Entries shown:
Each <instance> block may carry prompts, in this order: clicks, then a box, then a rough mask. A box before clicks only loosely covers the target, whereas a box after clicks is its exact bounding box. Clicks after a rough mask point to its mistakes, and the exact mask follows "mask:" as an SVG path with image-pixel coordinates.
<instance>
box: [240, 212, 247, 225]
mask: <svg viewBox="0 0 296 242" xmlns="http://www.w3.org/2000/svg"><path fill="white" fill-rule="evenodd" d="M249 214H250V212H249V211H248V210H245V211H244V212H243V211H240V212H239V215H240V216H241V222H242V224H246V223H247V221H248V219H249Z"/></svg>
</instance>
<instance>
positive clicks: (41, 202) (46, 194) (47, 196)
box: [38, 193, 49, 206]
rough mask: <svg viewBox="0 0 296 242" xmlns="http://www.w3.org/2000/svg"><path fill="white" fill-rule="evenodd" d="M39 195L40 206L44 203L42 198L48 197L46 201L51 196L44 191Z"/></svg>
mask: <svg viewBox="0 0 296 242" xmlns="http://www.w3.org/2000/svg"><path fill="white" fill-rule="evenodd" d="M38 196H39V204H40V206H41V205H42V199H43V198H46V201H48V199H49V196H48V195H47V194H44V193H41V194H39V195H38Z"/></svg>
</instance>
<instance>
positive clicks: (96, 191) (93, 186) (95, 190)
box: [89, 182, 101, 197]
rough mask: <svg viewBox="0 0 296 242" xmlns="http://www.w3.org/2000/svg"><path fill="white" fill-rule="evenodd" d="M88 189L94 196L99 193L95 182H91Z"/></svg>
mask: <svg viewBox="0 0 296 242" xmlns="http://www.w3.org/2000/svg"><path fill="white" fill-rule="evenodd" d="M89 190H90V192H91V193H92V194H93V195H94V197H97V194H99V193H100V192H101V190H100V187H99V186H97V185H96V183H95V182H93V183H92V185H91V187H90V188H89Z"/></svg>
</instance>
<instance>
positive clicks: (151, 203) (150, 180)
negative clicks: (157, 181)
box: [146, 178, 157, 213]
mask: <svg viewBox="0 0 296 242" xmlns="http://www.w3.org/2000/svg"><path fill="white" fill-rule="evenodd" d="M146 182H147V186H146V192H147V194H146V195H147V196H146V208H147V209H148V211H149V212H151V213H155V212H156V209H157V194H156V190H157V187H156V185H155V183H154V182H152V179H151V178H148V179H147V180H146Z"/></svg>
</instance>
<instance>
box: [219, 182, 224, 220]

Task to complete:
Everything from the line that contains "box: [38, 193, 49, 206]" through the end of the records must be duplicated exactly, and nothing outside that range.

Output for this task:
box: [38, 193, 49, 206]
rough mask: <svg viewBox="0 0 296 242" xmlns="http://www.w3.org/2000/svg"><path fill="white" fill-rule="evenodd" d="M39 195L40 206L44 203L42 198L48 197L46 201L51 196L44 191Z"/></svg>
mask: <svg viewBox="0 0 296 242" xmlns="http://www.w3.org/2000/svg"><path fill="white" fill-rule="evenodd" d="M38 196H39V204H40V206H41V205H42V199H43V198H46V201H48V199H49V196H48V195H47V194H44V193H41V194H39V195H38Z"/></svg>
</instance>
<instance>
positive clicks: (96, 191) (93, 186) (95, 190)
box: [89, 182, 101, 197]
rough mask: <svg viewBox="0 0 296 242" xmlns="http://www.w3.org/2000/svg"><path fill="white" fill-rule="evenodd" d="M88 189L94 196L99 193L95 182H91Z"/></svg>
mask: <svg viewBox="0 0 296 242" xmlns="http://www.w3.org/2000/svg"><path fill="white" fill-rule="evenodd" d="M89 190H90V192H91V193H92V194H93V195H94V197H97V194H99V193H100V192H101V190H100V187H99V186H97V185H96V183H95V182H93V183H92V185H91V187H90V188H89Z"/></svg>
</instance>
<instance>
positive clicks: (151, 203) (150, 180)
negative clicks: (157, 181)
box: [146, 178, 157, 213]
mask: <svg viewBox="0 0 296 242" xmlns="http://www.w3.org/2000/svg"><path fill="white" fill-rule="evenodd" d="M146 182H147V186H146V192H147V194H146V195H147V196H146V208H147V209H148V211H149V212H151V213H155V212H156V209H157V194H156V190H157V187H156V185H155V183H154V182H152V179H151V178H148V179H147V180H146Z"/></svg>
</instance>
<instance>
box: [219, 182, 224, 220]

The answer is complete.